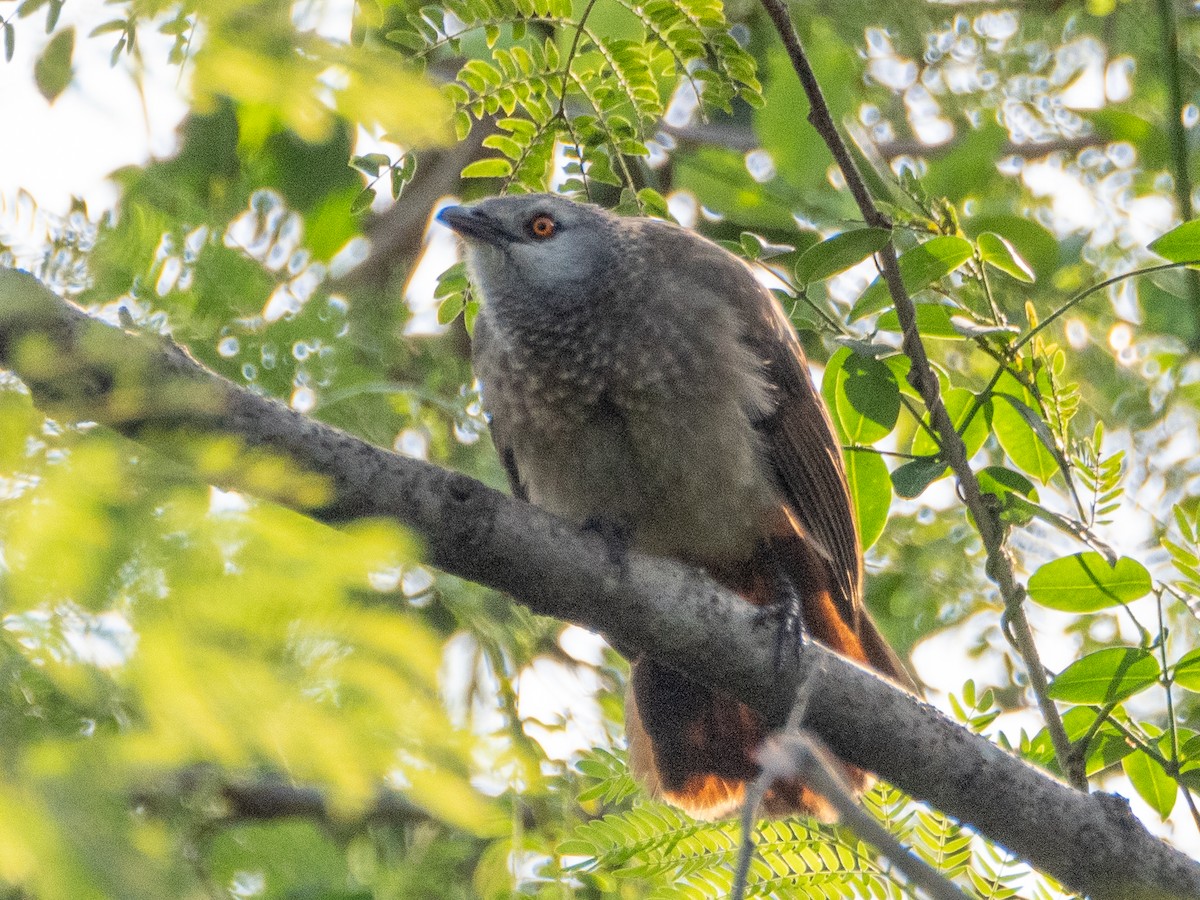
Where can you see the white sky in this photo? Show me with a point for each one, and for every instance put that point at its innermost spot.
(113, 117)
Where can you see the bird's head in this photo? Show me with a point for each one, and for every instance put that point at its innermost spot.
(540, 250)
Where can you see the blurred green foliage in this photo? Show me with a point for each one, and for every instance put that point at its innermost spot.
(203, 695)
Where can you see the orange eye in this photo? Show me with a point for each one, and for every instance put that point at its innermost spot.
(543, 226)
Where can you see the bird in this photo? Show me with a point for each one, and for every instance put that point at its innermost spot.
(640, 381)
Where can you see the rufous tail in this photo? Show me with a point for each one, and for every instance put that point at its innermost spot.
(695, 747)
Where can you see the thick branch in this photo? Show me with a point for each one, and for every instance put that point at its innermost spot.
(84, 370)
(988, 523)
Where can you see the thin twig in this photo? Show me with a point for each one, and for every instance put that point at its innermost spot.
(991, 531)
(1176, 135)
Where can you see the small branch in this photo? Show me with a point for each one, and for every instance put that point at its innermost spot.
(802, 755)
(151, 391)
(1176, 135)
(1000, 567)
(232, 801)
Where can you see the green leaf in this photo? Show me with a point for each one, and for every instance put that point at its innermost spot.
(371, 163)
(915, 477)
(108, 28)
(1001, 255)
(1031, 240)
(919, 268)
(1000, 481)
(1021, 432)
(1153, 785)
(363, 201)
(1107, 676)
(1181, 244)
(1186, 672)
(862, 395)
(870, 489)
(839, 253)
(53, 67)
(1085, 582)
(450, 307)
(489, 168)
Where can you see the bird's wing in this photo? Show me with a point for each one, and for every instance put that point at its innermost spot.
(804, 450)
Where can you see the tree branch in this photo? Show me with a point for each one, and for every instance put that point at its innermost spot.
(155, 393)
(991, 531)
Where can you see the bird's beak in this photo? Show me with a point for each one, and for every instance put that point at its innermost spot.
(471, 222)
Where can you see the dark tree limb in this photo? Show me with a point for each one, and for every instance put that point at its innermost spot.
(79, 369)
(988, 523)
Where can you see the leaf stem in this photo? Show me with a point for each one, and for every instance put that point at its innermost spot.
(991, 531)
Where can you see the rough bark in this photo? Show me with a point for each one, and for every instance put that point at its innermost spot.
(153, 391)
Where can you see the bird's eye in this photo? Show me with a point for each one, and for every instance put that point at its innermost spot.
(543, 227)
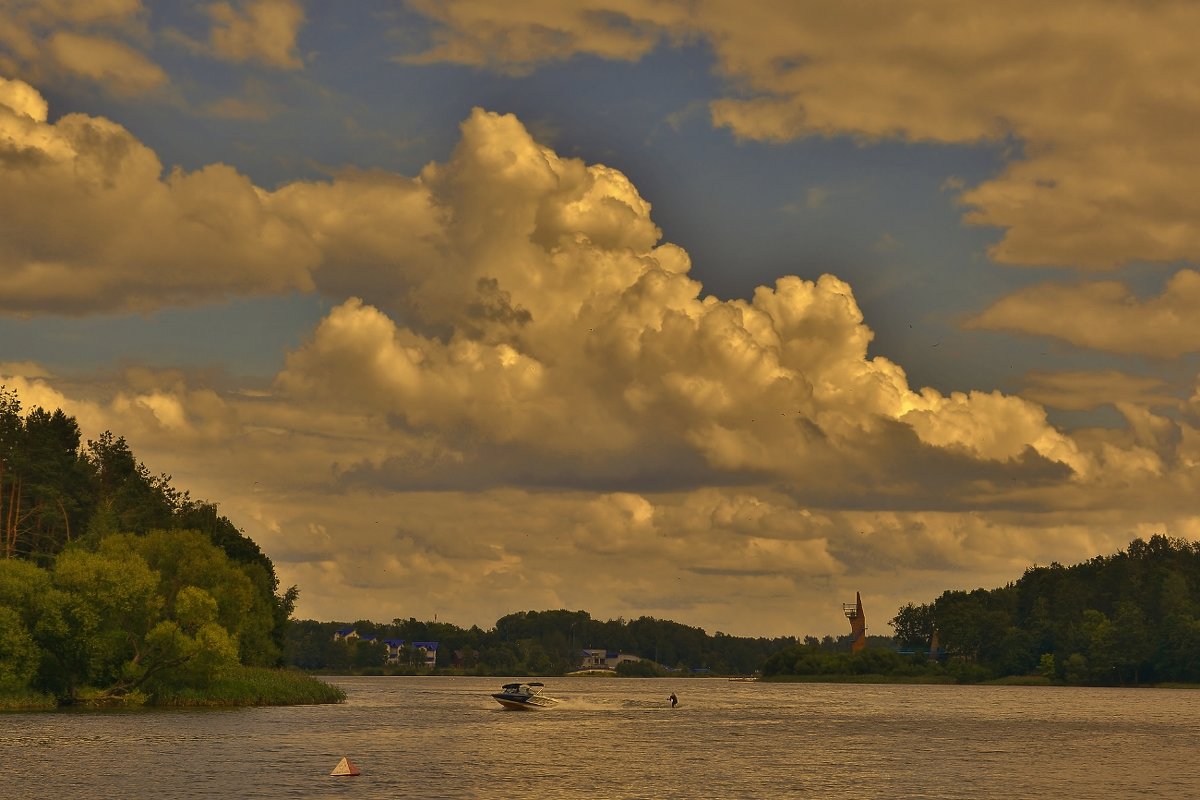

^^^^

### Work to be completed
Please revise all the entries above so that "innermost spot" becomes "central spot" and nothing else changes. Leave the pictures out of your answer.

### Reply to the task
Where can you see the white sky in this photo? Show me with a point for each one, and for every instance put that point at its central spot.
(113, 117)
Where can you see the bird's head in this photo? Show me with a point for each one, and for every instance put that point at its central spot.
(540, 250)
Where can you see the blurred green foliage in this photo? Show me with a point for each one, and for every instance put that point at its central spot.
(203, 695)
Where can you see the orange eye in this photo? Show me with a point for each one, and for every instance put that point at its central spot.
(543, 226)
Where can you see the bird in this photo? Show me with a point for each one, and for every instance put that point at its central spot.
(640, 381)
Where can you see the rufous tail in this photo? Show me with a point for each one, and for every instance put that point at its central spot.
(695, 747)
Where can you see the thick branch in this photo? Show me with a point for each one, and for every instance put that point at its central spot.
(84, 370)
(988, 523)
Where can you see the thin twig in this photo? Show me with a point for each one, and for every instance put that point at its central spot.
(991, 531)
(1176, 135)
Where can you see the small branch in this photo? Show me with a point for each one, and for every instance put that point at its central spot.
(802, 755)
(151, 391)
(1176, 135)
(1000, 567)
(232, 801)
Where can you see the green leaf in this photo? Show me with a point for each one, and for every instance put that point at its central spot.
(371, 163)
(915, 477)
(108, 28)
(1001, 255)
(1031, 240)
(919, 268)
(1000, 481)
(1021, 432)
(1153, 785)
(363, 201)
(1107, 676)
(1181, 244)
(1186, 672)
(862, 395)
(870, 489)
(839, 253)
(53, 67)
(1085, 582)
(450, 307)
(489, 168)
Where can you see the bird's wing in this photo? Show me with a point for each one, and for every instance put that point at its central spot.
(804, 450)
Where can you see the tree branch in this photo? Show me with a point for each one, and for every instance put that point at its central spot.
(155, 393)
(991, 531)
Where can you see the bird's beak in this photo? Show me with a point for each one, and for every instance put that point at its central spot.
(471, 222)
Where can you see the dark tree limb in this photo? Show me with a point for each one, and for every instance put that point at its central spot.
(79, 369)
(988, 523)
Where can you see the leaf stem in this photo? Show me with a point for each one, and for every instance put that point at its central spot.
(991, 531)
Where can you see the rough bark in this photo? Show me with a point for each one, and for every instance put that point at its central spot.
(153, 391)
Where can you see the bird's eye in this photo? Show me with a point for each one, and for every instance put that point at its central spot.
(543, 227)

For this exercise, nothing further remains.